Written problem: Scale the listing from its start through the line containing "[(161, 101)]", both ends included: rewrite every line, requests included, multiplying each coordinate in the answers by 0.55 and rounding to whole numbers with halves going up. Leave all numbers in the requests unchanged.

──────── Input data

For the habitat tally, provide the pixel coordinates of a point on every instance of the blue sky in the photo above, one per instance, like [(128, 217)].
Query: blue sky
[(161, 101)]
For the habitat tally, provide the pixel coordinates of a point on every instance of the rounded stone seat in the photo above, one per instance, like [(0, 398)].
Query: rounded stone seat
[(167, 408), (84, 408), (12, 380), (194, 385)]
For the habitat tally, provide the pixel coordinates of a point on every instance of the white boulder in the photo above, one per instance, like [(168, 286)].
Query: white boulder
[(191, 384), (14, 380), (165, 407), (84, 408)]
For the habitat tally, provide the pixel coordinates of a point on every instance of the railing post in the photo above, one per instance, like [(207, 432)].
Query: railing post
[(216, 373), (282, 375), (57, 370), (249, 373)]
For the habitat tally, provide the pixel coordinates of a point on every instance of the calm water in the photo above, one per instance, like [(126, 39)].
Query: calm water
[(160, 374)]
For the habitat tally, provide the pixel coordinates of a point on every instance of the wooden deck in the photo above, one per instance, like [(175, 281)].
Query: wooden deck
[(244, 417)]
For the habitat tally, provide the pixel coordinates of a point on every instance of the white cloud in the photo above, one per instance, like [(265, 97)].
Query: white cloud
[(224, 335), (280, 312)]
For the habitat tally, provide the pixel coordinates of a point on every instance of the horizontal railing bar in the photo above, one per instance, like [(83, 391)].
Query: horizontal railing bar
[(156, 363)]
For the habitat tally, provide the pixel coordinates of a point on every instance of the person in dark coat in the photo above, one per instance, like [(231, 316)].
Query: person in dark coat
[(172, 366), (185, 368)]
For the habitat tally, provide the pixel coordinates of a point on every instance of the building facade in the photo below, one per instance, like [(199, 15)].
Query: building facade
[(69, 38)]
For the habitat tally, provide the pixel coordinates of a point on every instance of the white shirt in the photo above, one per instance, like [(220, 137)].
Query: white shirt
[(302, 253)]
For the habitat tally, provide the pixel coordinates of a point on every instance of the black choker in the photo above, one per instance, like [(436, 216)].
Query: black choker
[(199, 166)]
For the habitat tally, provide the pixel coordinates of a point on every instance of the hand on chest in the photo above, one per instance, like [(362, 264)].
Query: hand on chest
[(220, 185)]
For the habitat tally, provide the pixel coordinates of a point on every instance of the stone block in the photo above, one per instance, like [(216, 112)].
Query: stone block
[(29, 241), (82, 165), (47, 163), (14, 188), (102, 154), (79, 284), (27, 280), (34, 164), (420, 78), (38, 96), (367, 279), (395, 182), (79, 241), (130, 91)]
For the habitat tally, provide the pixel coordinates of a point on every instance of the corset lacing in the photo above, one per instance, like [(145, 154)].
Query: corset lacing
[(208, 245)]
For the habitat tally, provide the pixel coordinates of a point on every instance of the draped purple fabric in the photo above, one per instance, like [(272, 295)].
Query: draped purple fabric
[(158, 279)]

────────────────

Completed exercise:
For the habitat tally, provide the pixel coordinates of a point on every instance of the blue sky in the photo above, one per instance, like [(128, 217)].
Query: blue sky
[(89, 56)]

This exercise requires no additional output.